_TASK DESCRIPTION:_ Output the material below as a JSON list of strings, with one string for each line and blank lines omitted.

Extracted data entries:
## begin

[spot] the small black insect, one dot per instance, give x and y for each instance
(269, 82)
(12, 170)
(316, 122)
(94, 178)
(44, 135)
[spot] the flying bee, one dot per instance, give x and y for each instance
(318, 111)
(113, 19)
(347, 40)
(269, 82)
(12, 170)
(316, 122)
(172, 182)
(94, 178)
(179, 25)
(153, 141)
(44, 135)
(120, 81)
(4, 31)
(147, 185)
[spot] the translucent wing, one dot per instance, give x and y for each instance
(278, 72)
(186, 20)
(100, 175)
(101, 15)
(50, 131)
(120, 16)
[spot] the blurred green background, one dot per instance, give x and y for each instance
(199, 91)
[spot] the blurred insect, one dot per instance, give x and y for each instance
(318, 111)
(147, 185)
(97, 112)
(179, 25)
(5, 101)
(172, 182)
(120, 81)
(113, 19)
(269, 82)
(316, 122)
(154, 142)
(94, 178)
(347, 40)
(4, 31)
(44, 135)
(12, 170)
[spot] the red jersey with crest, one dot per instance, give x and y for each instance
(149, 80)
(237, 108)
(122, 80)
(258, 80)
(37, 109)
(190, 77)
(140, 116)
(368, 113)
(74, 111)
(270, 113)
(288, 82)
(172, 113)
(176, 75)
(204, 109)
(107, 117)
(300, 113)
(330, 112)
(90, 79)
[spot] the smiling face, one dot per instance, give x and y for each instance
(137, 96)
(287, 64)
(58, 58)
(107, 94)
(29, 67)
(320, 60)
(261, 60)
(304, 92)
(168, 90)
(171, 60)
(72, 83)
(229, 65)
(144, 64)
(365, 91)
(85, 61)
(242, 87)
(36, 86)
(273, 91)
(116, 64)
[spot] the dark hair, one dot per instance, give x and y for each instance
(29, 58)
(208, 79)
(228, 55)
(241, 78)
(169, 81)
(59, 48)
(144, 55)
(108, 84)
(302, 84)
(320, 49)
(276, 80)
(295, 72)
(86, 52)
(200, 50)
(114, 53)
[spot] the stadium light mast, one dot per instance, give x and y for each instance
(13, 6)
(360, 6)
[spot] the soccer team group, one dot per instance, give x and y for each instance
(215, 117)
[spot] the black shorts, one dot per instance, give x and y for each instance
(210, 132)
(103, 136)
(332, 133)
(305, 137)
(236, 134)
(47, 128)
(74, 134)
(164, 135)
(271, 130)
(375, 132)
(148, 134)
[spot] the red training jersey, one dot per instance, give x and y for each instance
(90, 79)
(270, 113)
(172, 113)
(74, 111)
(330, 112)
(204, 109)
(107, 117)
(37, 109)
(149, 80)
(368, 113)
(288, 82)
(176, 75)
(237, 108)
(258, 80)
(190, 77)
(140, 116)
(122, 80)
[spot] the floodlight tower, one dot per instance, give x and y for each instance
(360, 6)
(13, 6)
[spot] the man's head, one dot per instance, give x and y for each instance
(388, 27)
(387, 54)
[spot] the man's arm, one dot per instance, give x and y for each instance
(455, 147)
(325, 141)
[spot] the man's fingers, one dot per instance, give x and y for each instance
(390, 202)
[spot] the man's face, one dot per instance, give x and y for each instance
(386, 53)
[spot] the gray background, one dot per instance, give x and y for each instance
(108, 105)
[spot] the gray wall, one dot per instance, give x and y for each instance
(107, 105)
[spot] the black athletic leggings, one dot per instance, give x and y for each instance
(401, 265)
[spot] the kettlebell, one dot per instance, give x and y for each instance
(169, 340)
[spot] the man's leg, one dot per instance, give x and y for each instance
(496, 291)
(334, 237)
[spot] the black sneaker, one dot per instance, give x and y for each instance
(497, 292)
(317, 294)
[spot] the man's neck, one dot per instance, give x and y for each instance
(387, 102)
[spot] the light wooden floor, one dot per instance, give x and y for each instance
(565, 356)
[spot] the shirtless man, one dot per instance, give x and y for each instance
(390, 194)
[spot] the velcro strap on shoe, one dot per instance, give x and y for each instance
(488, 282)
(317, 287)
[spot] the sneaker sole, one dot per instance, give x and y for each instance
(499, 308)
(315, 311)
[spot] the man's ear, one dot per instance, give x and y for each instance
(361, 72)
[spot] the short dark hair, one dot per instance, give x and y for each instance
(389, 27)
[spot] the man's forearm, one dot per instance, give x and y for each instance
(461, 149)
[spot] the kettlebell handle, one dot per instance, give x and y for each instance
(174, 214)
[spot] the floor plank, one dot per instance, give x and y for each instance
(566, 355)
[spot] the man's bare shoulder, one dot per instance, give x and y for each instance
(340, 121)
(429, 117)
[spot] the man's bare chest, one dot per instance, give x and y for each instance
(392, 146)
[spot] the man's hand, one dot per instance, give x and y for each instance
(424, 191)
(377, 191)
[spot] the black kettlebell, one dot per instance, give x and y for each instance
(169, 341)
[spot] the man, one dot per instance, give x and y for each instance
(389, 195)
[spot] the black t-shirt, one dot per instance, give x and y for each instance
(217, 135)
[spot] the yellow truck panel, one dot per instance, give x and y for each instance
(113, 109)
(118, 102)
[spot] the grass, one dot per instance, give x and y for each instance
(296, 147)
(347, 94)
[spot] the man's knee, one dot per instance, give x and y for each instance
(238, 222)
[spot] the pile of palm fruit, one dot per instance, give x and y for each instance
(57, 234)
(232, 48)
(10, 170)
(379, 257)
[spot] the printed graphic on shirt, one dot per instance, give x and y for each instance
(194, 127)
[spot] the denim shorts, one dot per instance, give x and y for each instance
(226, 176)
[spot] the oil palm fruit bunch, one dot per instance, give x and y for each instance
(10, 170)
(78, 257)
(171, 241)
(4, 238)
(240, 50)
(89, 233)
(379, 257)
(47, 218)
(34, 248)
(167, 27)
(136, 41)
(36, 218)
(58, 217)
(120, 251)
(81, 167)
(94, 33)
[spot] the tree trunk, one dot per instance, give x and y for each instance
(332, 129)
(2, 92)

## end

_FULL SOLUTION:_
[
  "[spot] the small black insect, one dot per instance, give x and y for each instance",
  "(269, 82)",
  "(12, 170)",
  "(316, 122)",
  "(94, 178)",
  "(44, 135)",
  "[spot] the flying bee, one dot per instance, give x and y for each instance",
  "(318, 111)",
  "(113, 19)",
  "(347, 40)",
  "(269, 82)",
  "(12, 170)",
  "(316, 122)",
  "(172, 182)",
  "(94, 178)",
  "(179, 25)",
  "(153, 141)",
  "(44, 135)",
  "(120, 81)",
  "(4, 31)",
  "(147, 185)",
  "[spot] the translucent wing, one dot per instance, give x and y for each instance",
  "(278, 72)",
  "(186, 20)",
  "(100, 175)",
  "(101, 15)",
  "(50, 131)",
  "(120, 16)",
  "[spot] the blurred green background, one dot per instance, give x and y for each instance",
  "(199, 91)",
  "[spot] the blurred insect, one dot per instance, give x and y for each instance",
  "(318, 111)",
  "(147, 185)",
  "(97, 112)",
  "(179, 25)",
  "(5, 101)",
  "(172, 182)",
  "(120, 81)",
  "(113, 19)",
  "(269, 82)",
  "(316, 122)",
  "(154, 142)",
  "(94, 178)",
  "(347, 40)",
  "(4, 31)",
  "(44, 135)",
  "(12, 170)",
  "[spot] the red jersey with crest, one dot per instance, give x and y for each instance",
  "(149, 80)",
  "(237, 108)",
  "(122, 80)",
  "(258, 80)",
  "(37, 109)",
  "(190, 77)",
  "(140, 116)",
  "(368, 113)",
  "(74, 111)",
  "(270, 113)",
  "(288, 82)",
  "(172, 113)",
  "(176, 75)",
  "(204, 109)",
  "(107, 117)",
  "(300, 113)",
  "(330, 112)",
  "(90, 79)",
  "[spot] the smiling face, one dot per instance, give x and y for each instance",
  "(137, 96)",
  "(287, 64)",
  "(58, 58)",
  "(107, 94)",
  "(29, 67)",
  "(320, 60)",
  "(261, 60)",
  "(304, 92)",
  "(168, 90)",
  "(171, 60)",
  "(72, 83)",
  "(229, 65)",
  "(144, 64)",
  "(365, 91)",
  "(85, 61)",
  "(242, 87)",
  "(36, 86)",
  "(273, 91)",
  "(116, 64)",
  "[spot] the dark hair, one dot per instance, give x and y for each instance",
  "(29, 58)",
  "(208, 79)",
  "(228, 55)",
  "(241, 78)",
  "(169, 81)",
  "(59, 48)",
  "(144, 55)",
  "(108, 84)",
  "(302, 84)",
  "(320, 49)",
  "(276, 80)",
  "(295, 72)",
  "(86, 52)",
  "(200, 50)",
  "(114, 53)",
  "[spot] the stadium light mast, one dot per instance, give x and y for each instance",
  "(13, 6)",
  "(360, 6)",
  "[spot] the soccer team group, one dot per instance, give x and y for each instance",
  "(215, 117)",
  "[spot] the black shorts, one dot per instance, give x and y for each instance",
  "(210, 132)",
  "(103, 136)",
  "(332, 133)",
  "(305, 137)",
  "(236, 134)",
  "(47, 128)",
  "(74, 134)",
  "(164, 135)",
  "(271, 130)",
  "(375, 132)",
  "(148, 134)",
  "[spot] the red training jersey, one dot per instance, give x and y for each instance",
  "(90, 79)",
  "(270, 113)",
  "(172, 113)",
  "(74, 111)",
  "(330, 112)",
  "(204, 109)",
  "(107, 117)",
  "(37, 109)",
  "(149, 80)",
  "(368, 113)",
  "(288, 82)",
  "(176, 75)",
  "(237, 108)",
  "(258, 80)",
  "(190, 77)",
  "(140, 116)",
  "(122, 80)",
  "[spot] the floodlight tower, one dot per instance, give x and y for each instance",
  "(360, 6)",
  "(13, 6)",
  "[spot] the man's head, one dot per instance, give x and y for each instance",
  "(388, 27)",
  "(387, 54)",
  "[spot] the man's arm, one dot per instance, give x and y for each instance",
  "(455, 147)",
  "(325, 141)",
  "[spot] the man's fingers, one dot per instance, give x and y for each instance",
  "(390, 202)",
  "[spot] the man's face, one dot per instance, give x and y for each instance",
  "(386, 53)",
  "[spot] the gray background, one dot per instance, give x and y for each instance",
  "(108, 105)",
  "[spot] the gray wall, one dot per instance, give x and y for each instance",
  "(107, 105)",
  "[spot] the black athletic leggings, one dot per instance, give x and y for each instance",
  "(401, 265)",
  "[spot] the kettlebell, one dot per instance, give x and y for each instance",
  "(169, 340)",
  "[spot] the man's leg, one dot per instance, give x and y for each instance",
  "(496, 291)",
  "(334, 237)",
  "[spot] the black sneaker, one dot per instance, give x and y for each instance",
  "(497, 292)",
  "(317, 294)",
  "[spot] the man's neck, one dot per instance, give x and y for each instance",
  "(387, 102)",
  "[spot] the light wooden floor, one dot per instance, give x and y for each instance",
  "(565, 356)",
  "[spot] the shirtless man, one dot per instance, give x and y for each instance",
  "(390, 194)",
  "[spot] the velcro strap on shoe, one dot per instance, give x and y for each instance",
  "(488, 282)",
  "(317, 287)",
  "[spot] the sneaker sole, one dot per instance, give x and y for each instance",
  "(499, 308)",
  "(315, 311)",
  "[spot] the man's ear, one dot per instance, give x and y for each instance",
  "(361, 72)",
  "[spot] the short dark hair, one dot per instance, give x and y for each instance",
  "(389, 27)",
  "[spot] the man's forearm, one dot per instance, give x and y for each instance",
  "(461, 149)",
  "[spot] the kettlebell handle, one dot per instance, give x and y for each instance",
  "(174, 214)",
  "[spot] the floor plank, one dot per instance, give x and y for each instance",
  "(566, 355)",
  "[spot] the man's bare shoulder, one dot per instance, give x and y for each instance",
  "(340, 121)",
  "(429, 117)",
  "[spot] the man's bare chest, one dot per instance, give x and y for each instance",
  "(392, 146)",
  "[spot] the man's hand, one dot per instance, give x and y for each instance",
  "(424, 191)",
  "(377, 191)",
  "[spot] the black kettlebell, one dot per instance, give x and y for each instance",
  "(169, 341)",
  "[spot] the man, one dot per instance, give x and y for each instance",
  "(389, 195)",
  "[spot] the black t-shirt, one dot per instance, give x and y for each instance",
  "(217, 135)",
  "[spot] the yellow truck panel, one dot per instance, give x and y for each instance",
  "(113, 109)",
  "(118, 102)",
  "[spot] the grass, one dot per instance, give x and y for each instance",
  "(296, 147)",
  "(347, 94)",
  "[spot] the man's knee, one dot per instance, give x and y for each instance",
  "(238, 222)",
  "[spot] the pile of palm fruit, one dot per instance, give x and y for each instance",
  "(57, 234)",
  "(232, 48)",
  "(10, 170)",
  "(379, 257)",
  "[spot] the printed graphic on shirt, one dot per instance, give x and y for each instance",
  "(194, 127)",
  "[spot] the denim shorts, one dot per instance, give x and y for each instance",
  "(226, 176)",
  "[spot] the oil palm fruit bunch, one dot per instance, give x and y for each instance",
  "(10, 170)",
  "(78, 257)",
  "(171, 241)",
  "(4, 238)",
  "(240, 50)",
  "(89, 233)",
  "(379, 257)",
  "(47, 218)",
  "(34, 248)",
  "(167, 27)",
  "(136, 41)",
  "(36, 218)",
  "(58, 217)",
  "(120, 251)",
  "(81, 167)",
  "(94, 33)",
  "[spot] the tree trunk, one dot per instance, give x and y for each instance",
  "(332, 129)",
  "(2, 92)"
]